(ASSIGNED TASK) Nothing other than the lines from the one containing "Where can the woman's hand" through the close of the entries below should be printed, each exactly.
####
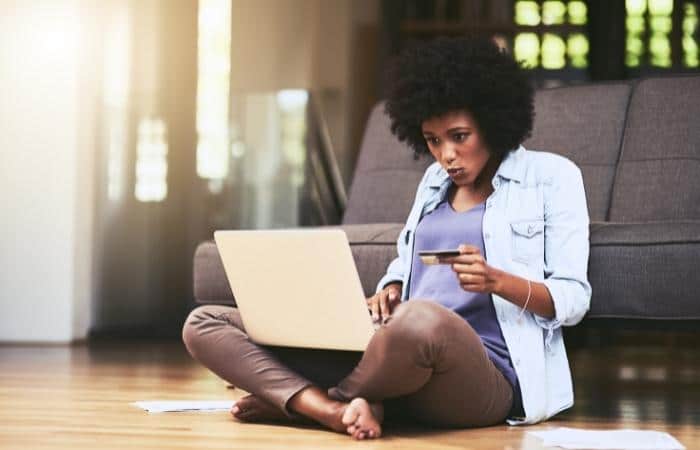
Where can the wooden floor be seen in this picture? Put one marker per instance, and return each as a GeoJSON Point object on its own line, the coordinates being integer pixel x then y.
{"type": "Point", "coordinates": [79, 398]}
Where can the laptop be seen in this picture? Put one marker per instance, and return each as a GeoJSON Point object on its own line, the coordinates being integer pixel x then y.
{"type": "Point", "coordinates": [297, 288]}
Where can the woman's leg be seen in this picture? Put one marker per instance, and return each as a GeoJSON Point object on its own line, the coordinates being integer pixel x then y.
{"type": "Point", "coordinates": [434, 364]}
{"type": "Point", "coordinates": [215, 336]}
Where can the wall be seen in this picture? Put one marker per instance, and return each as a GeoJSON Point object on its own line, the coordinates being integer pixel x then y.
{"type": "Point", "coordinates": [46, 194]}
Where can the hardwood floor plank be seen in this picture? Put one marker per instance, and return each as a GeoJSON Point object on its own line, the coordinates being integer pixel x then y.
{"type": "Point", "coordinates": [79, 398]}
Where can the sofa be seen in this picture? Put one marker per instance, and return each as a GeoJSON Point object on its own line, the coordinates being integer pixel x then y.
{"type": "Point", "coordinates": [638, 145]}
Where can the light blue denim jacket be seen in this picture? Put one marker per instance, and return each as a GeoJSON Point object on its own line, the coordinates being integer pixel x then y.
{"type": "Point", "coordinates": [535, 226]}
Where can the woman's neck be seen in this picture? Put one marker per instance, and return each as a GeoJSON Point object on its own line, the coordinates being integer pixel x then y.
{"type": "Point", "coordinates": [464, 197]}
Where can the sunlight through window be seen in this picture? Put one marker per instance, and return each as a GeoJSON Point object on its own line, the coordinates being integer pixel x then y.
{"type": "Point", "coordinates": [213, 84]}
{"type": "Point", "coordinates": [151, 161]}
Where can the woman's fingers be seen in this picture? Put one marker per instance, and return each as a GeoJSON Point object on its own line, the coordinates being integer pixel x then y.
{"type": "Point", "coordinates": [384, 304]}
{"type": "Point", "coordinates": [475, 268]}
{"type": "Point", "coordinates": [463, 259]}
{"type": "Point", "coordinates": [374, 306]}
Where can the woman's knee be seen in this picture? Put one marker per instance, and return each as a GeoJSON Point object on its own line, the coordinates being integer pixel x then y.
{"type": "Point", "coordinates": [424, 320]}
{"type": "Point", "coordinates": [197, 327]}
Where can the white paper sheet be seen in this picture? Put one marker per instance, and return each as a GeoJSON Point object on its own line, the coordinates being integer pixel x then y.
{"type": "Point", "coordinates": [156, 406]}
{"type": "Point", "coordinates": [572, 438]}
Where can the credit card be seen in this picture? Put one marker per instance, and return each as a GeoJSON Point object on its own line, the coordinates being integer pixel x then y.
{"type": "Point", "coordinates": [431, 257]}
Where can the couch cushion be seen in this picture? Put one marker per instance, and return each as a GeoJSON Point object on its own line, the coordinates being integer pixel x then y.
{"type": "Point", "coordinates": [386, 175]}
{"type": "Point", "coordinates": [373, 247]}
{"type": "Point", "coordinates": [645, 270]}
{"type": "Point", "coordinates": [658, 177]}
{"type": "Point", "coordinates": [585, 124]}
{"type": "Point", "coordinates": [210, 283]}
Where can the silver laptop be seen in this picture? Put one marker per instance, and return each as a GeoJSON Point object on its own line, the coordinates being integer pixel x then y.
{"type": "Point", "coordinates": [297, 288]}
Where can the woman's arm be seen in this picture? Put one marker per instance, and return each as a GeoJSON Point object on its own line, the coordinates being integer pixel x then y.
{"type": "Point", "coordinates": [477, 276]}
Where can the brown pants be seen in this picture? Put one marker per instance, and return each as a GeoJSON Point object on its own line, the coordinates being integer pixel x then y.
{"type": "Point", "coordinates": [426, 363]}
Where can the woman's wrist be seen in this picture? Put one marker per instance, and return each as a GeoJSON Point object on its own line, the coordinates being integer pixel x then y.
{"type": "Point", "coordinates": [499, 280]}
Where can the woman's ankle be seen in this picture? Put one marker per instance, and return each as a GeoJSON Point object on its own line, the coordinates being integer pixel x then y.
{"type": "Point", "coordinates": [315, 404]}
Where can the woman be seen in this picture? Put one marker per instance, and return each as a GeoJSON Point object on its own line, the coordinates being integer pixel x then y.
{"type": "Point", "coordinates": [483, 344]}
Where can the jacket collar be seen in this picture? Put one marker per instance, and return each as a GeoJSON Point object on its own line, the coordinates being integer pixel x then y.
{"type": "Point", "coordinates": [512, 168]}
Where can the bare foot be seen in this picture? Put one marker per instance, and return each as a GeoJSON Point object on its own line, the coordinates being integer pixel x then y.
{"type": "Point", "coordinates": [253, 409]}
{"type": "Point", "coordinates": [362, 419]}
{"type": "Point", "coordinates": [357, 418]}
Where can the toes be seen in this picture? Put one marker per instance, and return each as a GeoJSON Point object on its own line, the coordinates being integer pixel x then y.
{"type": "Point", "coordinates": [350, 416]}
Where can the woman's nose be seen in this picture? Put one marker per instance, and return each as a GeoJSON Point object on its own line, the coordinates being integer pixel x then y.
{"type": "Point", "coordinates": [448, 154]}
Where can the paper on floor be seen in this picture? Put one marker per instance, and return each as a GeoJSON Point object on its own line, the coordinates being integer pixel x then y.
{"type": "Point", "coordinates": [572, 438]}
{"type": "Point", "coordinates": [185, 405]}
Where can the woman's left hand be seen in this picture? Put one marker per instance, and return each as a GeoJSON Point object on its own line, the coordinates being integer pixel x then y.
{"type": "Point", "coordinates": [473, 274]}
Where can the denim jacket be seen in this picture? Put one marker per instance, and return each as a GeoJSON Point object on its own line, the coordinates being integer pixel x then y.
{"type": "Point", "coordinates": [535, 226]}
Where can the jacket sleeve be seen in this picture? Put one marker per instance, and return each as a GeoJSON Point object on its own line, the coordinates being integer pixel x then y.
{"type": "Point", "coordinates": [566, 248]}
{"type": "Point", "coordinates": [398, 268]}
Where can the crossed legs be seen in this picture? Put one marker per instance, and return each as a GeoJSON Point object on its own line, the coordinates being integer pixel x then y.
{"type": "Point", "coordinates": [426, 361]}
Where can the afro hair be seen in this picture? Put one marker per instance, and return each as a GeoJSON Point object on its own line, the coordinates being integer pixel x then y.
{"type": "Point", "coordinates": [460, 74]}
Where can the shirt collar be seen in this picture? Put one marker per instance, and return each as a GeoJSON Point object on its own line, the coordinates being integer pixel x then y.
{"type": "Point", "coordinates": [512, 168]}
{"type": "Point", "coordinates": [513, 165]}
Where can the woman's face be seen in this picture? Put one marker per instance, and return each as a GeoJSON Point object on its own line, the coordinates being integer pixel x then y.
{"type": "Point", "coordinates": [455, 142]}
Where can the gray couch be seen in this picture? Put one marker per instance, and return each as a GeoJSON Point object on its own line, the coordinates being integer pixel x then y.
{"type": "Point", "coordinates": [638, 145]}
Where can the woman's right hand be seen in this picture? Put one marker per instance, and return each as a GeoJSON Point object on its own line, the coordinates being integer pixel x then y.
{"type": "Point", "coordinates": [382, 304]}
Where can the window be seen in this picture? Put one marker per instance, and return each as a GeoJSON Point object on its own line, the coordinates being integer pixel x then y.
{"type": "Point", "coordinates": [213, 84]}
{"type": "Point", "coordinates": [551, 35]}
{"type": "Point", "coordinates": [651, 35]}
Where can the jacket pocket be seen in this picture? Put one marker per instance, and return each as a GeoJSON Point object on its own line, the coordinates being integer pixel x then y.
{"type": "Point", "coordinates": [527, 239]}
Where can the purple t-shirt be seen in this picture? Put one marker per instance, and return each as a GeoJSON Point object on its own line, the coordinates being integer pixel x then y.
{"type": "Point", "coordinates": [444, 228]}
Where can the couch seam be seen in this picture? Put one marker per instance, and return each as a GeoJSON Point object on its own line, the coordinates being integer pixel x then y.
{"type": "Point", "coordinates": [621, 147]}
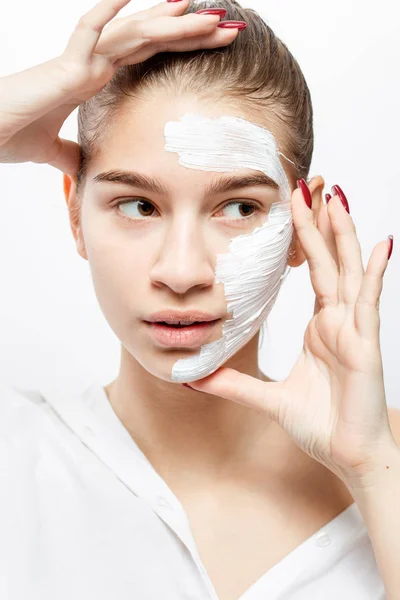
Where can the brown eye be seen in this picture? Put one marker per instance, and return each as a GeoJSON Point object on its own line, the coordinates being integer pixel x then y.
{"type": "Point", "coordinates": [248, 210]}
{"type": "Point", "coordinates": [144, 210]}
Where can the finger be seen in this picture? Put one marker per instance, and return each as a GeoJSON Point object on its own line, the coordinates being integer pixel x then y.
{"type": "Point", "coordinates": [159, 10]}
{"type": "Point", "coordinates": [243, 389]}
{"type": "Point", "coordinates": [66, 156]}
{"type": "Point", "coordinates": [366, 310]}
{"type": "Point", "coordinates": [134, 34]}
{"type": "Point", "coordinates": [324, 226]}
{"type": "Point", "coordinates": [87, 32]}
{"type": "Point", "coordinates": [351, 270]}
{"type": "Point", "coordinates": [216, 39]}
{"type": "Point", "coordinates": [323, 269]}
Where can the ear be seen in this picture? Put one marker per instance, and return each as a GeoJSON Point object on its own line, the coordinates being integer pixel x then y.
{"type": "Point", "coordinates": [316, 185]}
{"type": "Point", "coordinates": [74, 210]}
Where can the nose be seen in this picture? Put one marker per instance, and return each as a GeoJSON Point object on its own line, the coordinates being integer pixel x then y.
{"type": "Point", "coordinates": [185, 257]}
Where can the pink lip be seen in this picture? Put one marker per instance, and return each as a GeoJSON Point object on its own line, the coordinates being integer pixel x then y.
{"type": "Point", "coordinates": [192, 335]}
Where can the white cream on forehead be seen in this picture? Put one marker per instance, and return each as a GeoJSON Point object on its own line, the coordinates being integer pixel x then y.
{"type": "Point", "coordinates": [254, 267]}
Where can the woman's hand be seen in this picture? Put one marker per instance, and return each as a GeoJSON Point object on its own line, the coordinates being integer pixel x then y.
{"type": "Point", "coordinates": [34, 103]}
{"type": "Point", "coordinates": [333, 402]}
####
(EXPECTED ANSWER)
Where can the woman's hand be seen in this picture? Put one marker per instance, and return each as a GeoJSON Point object on its own line, the coordinates being integer pixel x then y.
{"type": "Point", "coordinates": [34, 103]}
{"type": "Point", "coordinates": [333, 402]}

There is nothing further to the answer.